ICU-1126 Add title break iterator

X-SVN-Rev: 7801
2002-02-28 01:28:04 +00:00 · 2002-02-28 01:28:04 +00:00 · 13e01fb91d
commit 13e01fb91d
parent 7aadc85a12
13 changed files with 223 additions and 8 deletions
--- a/icu4c/source/common/brkiter.cpp
+++ b/icu4c/source/common/brkiter.cpp
@ -152,6 +152,28 @@ BreakIterator::createSentenceInstance(const Locale& key, UErrorCode& status)

 // -------------------------------------

+// Creates a simple text boundary for title casing breaks.
+BreakIterator*
+BreakIterator::createTitleInstance(const Locale& key, UErrorCode& status)
+{
+    // WARNING: This routine is currently written specifically to handle only the
+    // default rules files.  This function will have to be made fully general 
+    // at some time in the future!
+    BreakIterator* result = NULL;
+    static const char filename[] = "title";
+
+    if (U_FAILURE(status))
+        return NULL;
+    UDataMemory* file = udata_open(NULL, "brk", filename, &status);
+
+    if (!U_FAILURE(status)) {
+        result = new RuleBasedBreakIterator(file);
+    }
+
+    return result;
+}
+// -------------------------------------
+
 // Gets all the available locales that has localized text boundary data.
 const Locale*
 BreakIterator::getAvailableLocales(int32_t& count)
--- a/icu4c/source/common/rbbi.cpp
+++ b/icu4c/source/common/rbbi.cpp
@ -466,7 +466,12 @@ int32_t RuleBasedBreakIterator::handleNext(void) {
        // to the last saved lookup-state position
        if (tables->isLookaheadState(state)) {
            if (tables->isEndState(state)) {
-                result = lookaheadResult;
+                if (lookaheadResult > 0) {
+                    result = lookaheadResult;
+                }
+                else {
+                    result = text->getIndex() + 1;
+                }
            }
            else {
                lookaheadResult = text->getIndex() + 1;
@ -658,5 +663,12 @@ BreakIterator *  RuleBasedBreakIterator::createBufferClone(void *stackBuffer,
    return localIterator;    
 }

+#ifdef RBBI_DEBUG
+void RuleBasedBreakIterator::debugDumpTables() const {
+    tables->debugDumpTables();
+}
+#endif
+
+
 U_NAMESPACE_END

--- a/icu4c/source/common/rbbi_tbl.cpp
+++ b/icu4c/source/common/rbbi_tbl.cpp
@ -10,6 +10,10 @@
 #include "ucmp8.h"

Exercises to complete
**A.** Reproduce verbatim the part of the commit starting at "ICU-1126 Add title" and ending at "title casing breaks.".
**B.** List every source file path named in the diff headers of the commit.
You won't need the entries for this work.

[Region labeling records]
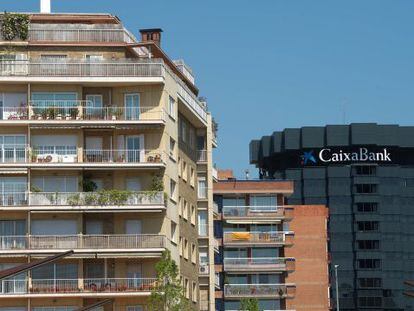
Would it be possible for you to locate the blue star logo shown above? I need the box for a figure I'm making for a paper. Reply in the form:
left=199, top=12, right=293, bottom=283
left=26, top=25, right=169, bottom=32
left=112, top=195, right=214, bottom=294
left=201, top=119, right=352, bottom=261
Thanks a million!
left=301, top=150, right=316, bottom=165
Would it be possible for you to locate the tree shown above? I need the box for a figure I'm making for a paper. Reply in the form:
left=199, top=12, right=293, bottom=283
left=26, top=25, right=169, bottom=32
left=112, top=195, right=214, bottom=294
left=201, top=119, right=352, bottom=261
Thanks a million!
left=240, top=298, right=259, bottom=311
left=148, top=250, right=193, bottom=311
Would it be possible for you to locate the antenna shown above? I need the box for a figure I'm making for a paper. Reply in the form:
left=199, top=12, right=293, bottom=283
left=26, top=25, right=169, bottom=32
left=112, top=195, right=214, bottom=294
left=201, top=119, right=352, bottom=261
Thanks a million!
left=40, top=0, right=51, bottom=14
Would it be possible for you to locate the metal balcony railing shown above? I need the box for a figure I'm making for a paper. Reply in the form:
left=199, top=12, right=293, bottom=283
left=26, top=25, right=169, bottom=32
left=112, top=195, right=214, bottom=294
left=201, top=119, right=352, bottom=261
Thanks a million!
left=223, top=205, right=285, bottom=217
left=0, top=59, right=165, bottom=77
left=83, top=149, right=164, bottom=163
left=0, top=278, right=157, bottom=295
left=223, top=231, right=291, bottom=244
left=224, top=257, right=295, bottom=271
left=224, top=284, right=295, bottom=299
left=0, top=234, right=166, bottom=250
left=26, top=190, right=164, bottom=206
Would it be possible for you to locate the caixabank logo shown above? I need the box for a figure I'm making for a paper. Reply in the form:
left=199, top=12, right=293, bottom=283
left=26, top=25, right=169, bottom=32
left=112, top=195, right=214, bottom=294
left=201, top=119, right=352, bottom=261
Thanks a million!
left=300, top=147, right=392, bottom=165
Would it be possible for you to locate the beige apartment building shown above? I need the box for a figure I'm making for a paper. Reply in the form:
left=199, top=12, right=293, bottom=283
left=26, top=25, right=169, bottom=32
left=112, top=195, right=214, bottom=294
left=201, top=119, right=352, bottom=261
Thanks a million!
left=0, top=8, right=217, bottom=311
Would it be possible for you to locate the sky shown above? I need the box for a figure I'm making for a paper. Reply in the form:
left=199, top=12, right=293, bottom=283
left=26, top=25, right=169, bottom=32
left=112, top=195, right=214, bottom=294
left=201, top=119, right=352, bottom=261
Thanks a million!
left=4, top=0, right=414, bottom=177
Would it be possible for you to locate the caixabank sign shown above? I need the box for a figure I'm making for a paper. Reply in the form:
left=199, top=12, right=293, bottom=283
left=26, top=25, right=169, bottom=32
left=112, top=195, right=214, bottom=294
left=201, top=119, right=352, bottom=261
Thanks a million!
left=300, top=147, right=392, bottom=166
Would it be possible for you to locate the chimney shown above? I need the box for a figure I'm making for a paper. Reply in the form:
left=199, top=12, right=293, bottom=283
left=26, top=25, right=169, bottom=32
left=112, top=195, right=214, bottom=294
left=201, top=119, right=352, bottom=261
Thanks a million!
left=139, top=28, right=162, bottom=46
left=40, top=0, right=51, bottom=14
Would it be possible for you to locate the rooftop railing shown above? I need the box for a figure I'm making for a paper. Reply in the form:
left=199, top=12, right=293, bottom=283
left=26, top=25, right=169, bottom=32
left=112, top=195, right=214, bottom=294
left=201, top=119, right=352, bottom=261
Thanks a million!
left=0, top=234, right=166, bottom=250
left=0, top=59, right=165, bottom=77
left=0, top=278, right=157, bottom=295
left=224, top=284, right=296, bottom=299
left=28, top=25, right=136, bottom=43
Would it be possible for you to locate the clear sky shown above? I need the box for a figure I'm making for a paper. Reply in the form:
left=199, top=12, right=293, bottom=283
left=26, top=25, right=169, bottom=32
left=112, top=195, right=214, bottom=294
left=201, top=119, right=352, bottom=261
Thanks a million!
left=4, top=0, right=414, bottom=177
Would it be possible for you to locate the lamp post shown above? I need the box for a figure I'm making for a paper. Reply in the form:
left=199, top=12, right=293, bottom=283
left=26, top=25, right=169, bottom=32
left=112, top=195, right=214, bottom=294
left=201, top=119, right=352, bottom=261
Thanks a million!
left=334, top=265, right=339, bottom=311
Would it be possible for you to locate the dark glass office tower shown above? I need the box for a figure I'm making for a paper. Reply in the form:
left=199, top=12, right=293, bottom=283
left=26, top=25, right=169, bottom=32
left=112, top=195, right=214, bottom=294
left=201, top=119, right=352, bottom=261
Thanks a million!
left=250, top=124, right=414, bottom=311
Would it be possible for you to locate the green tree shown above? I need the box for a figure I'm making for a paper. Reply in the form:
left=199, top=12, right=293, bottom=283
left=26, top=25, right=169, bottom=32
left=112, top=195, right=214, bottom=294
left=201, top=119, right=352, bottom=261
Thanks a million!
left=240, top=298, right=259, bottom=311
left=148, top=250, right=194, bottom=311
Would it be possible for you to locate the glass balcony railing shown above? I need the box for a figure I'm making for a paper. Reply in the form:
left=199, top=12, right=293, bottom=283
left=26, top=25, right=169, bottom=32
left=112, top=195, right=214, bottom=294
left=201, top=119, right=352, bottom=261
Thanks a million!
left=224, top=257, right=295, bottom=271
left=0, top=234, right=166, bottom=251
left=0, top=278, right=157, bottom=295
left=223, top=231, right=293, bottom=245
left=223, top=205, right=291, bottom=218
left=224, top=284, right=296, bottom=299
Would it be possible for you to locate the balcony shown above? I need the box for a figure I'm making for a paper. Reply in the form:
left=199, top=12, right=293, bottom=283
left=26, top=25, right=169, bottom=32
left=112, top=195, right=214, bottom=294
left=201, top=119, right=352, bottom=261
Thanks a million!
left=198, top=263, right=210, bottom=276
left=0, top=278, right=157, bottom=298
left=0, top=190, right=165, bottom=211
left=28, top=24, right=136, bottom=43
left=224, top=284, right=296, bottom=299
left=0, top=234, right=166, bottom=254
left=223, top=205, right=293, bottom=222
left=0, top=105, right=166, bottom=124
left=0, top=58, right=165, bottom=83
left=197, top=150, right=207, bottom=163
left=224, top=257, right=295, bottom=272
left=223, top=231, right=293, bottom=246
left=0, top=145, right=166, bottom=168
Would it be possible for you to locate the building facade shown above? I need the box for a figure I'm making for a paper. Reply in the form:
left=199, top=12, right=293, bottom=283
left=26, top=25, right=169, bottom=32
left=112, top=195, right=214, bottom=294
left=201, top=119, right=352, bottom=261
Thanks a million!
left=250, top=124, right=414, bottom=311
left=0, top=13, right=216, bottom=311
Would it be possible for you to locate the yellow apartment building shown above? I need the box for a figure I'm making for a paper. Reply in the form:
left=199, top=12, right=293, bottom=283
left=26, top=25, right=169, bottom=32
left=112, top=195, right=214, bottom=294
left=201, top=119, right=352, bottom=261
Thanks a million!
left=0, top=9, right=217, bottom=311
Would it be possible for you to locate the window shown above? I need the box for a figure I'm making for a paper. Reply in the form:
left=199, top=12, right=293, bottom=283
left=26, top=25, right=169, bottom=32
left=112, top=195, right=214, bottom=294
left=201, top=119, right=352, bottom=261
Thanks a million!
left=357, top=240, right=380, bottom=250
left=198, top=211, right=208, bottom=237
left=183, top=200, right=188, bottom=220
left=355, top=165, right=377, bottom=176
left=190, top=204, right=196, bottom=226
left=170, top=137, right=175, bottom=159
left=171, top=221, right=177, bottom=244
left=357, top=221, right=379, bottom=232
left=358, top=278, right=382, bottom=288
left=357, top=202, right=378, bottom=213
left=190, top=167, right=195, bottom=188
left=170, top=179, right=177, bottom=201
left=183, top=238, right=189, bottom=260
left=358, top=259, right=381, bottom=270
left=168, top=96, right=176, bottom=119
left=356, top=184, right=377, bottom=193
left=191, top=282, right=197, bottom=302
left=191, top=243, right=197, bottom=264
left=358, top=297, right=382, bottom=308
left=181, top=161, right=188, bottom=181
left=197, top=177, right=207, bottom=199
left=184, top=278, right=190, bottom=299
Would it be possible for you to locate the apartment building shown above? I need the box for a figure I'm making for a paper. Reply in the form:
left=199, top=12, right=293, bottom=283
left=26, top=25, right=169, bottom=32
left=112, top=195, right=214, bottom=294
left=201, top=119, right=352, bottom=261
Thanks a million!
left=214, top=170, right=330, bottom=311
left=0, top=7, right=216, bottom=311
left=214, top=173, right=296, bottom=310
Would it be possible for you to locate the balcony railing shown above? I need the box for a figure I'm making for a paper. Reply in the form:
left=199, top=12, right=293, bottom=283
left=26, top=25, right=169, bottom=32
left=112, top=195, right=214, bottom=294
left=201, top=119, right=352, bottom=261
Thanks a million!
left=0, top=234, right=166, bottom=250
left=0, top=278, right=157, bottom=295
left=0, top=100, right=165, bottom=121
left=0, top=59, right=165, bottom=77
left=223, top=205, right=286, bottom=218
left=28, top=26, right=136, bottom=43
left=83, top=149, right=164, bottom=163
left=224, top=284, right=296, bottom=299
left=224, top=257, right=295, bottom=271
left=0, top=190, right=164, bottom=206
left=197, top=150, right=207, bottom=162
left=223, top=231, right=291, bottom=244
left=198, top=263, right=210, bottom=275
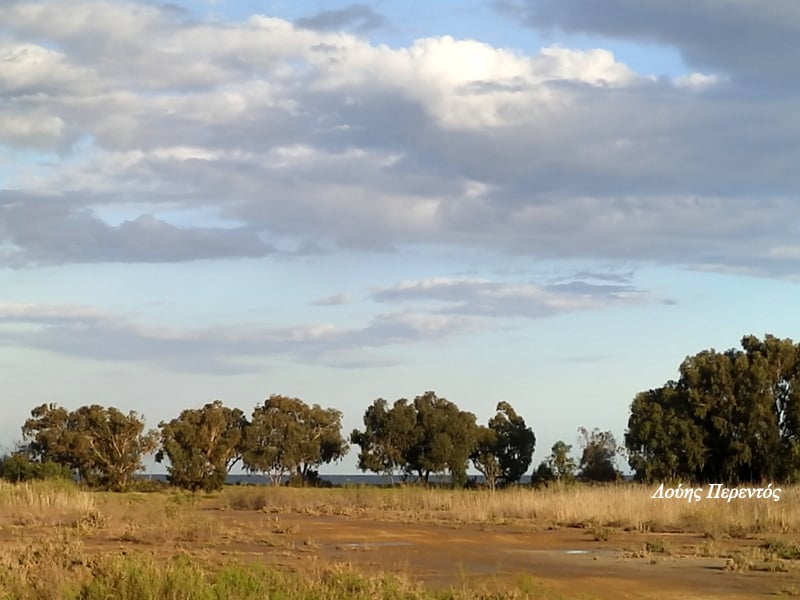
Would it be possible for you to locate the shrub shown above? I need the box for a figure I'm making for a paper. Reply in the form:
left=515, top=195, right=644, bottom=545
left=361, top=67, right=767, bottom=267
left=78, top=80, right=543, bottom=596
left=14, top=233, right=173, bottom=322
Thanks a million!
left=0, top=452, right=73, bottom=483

List of solutions
**A.**
ICU-1126 Add title break iterator

X-SVN-Rev: 7801
2002-02-28 01:28:04 +00:00 · 2002-02-28 01:28:04 +00:00 · 13e01fb91d
commit 13e01fb91d
parent 7aadc85a12
13 changed files with 223 additions and 8 deletions
--- a/icu4c/source/common/brkiter.cpp
+++ b/icu4c/source/common/brkiter.cpp
@ -152,6 +152,28 @@ BreakIterator::createSentenceInstance(const Locale& key, UErrorCode& status)

 // -------------------------------------

+// Creates a simple text boundary for title casing breaks.

**B.**
icu4c/source/common/brkiter.cpp
icu4c/source/common/rbbi.cpp
icu4c/source/common/rbbi_tbl.cpp